- [TEXT FOR ANALYSIS]:
—————
The New Proposed Dasmariñas Government Center is now being built in this Barangay. That includes Kolehiyo Ng Lungsod Ng Dasmariñas, Grandstand, Football field with track oval, Dasmariñas Arena (COD Arena), Dasmariñas Boxing Gym and The new Dasmariñas Socio Economic and Multi purpose Building (New City Hall). Also located here are the new urban public park named Promenade Des Dasmariñas situated along the Imus river. Soon it will have a commercial portion within the complex.

Only one barangay is located in this district, its namesake, Barangay Burol Main.

Langkaan

This place is located on the south-western part of Dasmariñas. The name "Langkaan" came from the word "langka" meaning jackfruit; which is believed to be planted in many parts of this barangay during the 1900, the year of its foundation. Barangay Langkaan was a part of a vast hacienda during the Spanich period that's why there are numerous water systems for ricefields that can be found here. The San Agustin Dam was constructed in 1855. On the last part of the 19th century, the Spaniards erected an indigo plantation here. The stone-made grinder of indigo still exists until now and it is the mark of the Spanish influence in the place. The Spaniards are the first ones who planted sugar canes and became the primary source of income during the 18th century. During those times, tarapiche and carabaos are used to make panucha and paldo. Don Placido Campos and Andres Medina are the ones who owned these tarapiche. When the Americans arrived, this place attracted residents from the Poblacion. The families Quillao, Bautista, Sarabusab, Reyes, Remulla, Sango, Laudato, Empeño, Satsatin, Medina, de Lima and others transferred here during those times. During the Second World War, the Japanese had a big plantation of cotton trees in Langkaan. Dasmarineños were forced to work here. A Japanese concentration camp was also established in this area. Now, Langkaan is considered to be the backbone of the economic progress of Dasmariñas. The presence of numerous factories in different industrial estates in this area, such as Monterey Meat Plant, First Cityland Industrial Estate and the First Cavite Industrial Estate and  other Business Establishment, serves as the working place for the workers living in Dasmariñas and other towns of Cavite as well.

There are also schools and colleges within the area such as  Immaculate Conception Academy south, St. Francis Academy and St.Paul Technological Institute of Cavite. Also found in this area is the St.Paul Parish Church and Qubo Qabana Resorts

Two barangays are located in this district, these are:
 Langkaan I
 Langkaan II

Paliparan

Paliparan is situated at the southeastern part of Dasmariñas. In the easternmost part, is surrounded by the municipalities of Gen. Mariano Alvarez, Cavite and San Pedro, Laguna. This place was a grassy land with no trees growing on its wide space providing an excellent place for flying kites during summer. In fact, this was what used to be – a paliparan – meaning an airfield for flying kites. During the Spanish period, the Spaniards used to go to this place during weekends to fly kites of different designs and colors. The first settlers here came from the town of Imus. Among them are the families of Faustino Alvarez, Flaviano Pakingan, Gregorio de la Cruz, Pablo Papa, Dominguez and the Martinez. In 1911, most of the residents here are said to be uneducated because there were only eight persons who can vote. Also during the Spanish period, this place became a hiding place for the Katipuneros/revolucionarios. During the Japanese occupation, some hide-outs of the guerillas were found here such as of "P.Q.O.G., R.C.T.C. Hunters, Reyes Regimen and Saulog Regimen". In June 1943, the Japanese ordered the residents to assemble in front of the school wherein they were not given food and water from morning until evening. Suspected guerrilla members were killed. This barangay is sub divided into six sitios which are Nyugan (on the west), Pintong Gubat, Paliparan Site (on the north), Paliparan Ilaya (also on the north), Pook and Burol (on the north-east). Today, it is considered to be one of the richest barangay in Dasmariñas because of the many factories and industrial estates that are located here. Among them are the Pepsi Cola Philippines Sales Office Dasmariñas, Reynold's Corporation, Molave Compound, Dasmariñas Technopark and many others.
—————
- [SUPPLIED DATA]:
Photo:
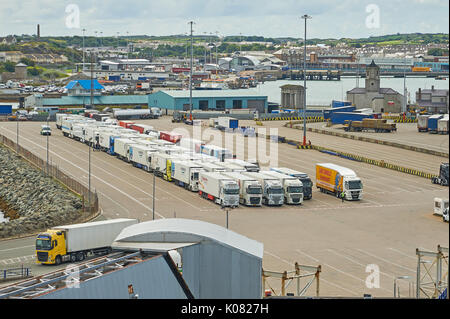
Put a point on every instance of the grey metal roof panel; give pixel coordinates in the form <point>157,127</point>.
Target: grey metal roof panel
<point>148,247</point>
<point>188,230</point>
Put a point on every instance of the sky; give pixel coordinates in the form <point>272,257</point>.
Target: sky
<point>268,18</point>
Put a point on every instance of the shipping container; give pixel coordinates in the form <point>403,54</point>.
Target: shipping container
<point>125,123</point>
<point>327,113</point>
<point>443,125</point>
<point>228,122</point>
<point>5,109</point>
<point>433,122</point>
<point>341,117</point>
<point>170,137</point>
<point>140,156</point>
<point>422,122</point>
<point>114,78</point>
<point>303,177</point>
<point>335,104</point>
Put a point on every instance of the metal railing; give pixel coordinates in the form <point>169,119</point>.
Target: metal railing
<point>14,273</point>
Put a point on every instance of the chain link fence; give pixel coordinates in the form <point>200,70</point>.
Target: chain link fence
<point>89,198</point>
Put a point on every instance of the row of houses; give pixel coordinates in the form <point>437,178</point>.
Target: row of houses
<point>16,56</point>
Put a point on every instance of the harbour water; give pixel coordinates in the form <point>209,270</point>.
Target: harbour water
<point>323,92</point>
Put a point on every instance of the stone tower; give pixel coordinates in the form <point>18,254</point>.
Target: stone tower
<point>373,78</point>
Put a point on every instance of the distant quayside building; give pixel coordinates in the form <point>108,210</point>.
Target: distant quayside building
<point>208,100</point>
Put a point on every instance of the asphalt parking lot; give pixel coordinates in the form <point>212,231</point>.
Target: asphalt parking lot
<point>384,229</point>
—————
- [EXERCISE 1]: According to the passage on Dasmariñas barangays, in what year was the San Agustin Dam constructed?
- [EXERCISE 2]: Repeat word for word the stretch of the passage on Dasmariñas barangays from "The New Proposed" through "Barangay Burol Main.".
Answer solely from the text, without outside knowledge.

- [YOUR RESPONSE 1]: 1855

- [YOUR RESPONSE 2]:
The New Proposed Dasmariñas Government Center is now being built in this Barangay. That includes Kolehiyo Ng Lungsod Ng Dasmariñas, Grandstand, Football field with track oval, Dasmariñas Arena (COD Arena), Dasmariñas Boxing Gym and The new Dasmariñas Socio Economic and Multi purpose Building (New City Hall). Also located here are the new urban public park named Promenade Des Dasmariñas situated along the Imus river. Soon it will have a commercial portion within the complex.

Only one barangay is located in this district, its namesake, Barangay Burol Main.